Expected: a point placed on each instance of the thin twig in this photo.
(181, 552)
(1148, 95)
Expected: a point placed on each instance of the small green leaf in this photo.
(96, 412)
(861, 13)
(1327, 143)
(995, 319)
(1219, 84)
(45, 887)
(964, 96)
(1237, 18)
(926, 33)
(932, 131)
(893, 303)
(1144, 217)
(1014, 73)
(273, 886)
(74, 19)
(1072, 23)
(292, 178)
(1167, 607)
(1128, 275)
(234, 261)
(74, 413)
# # # #
**The problem:**
Once you have read the entries, write them out again without altering a single character.

**Output below:**
Expected: a point placed on each instance of the thin twig in this photo.
(181, 552)
(1148, 95)
Expected: a point placed on each instance of the small green leaf in this photo.
(96, 412)
(861, 13)
(1327, 143)
(995, 319)
(1219, 84)
(45, 887)
(964, 96)
(1237, 18)
(926, 33)
(932, 131)
(893, 303)
(1144, 217)
(1014, 73)
(273, 886)
(74, 19)
(1072, 23)
(292, 178)
(1167, 607)
(1128, 275)
(234, 261)
(74, 413)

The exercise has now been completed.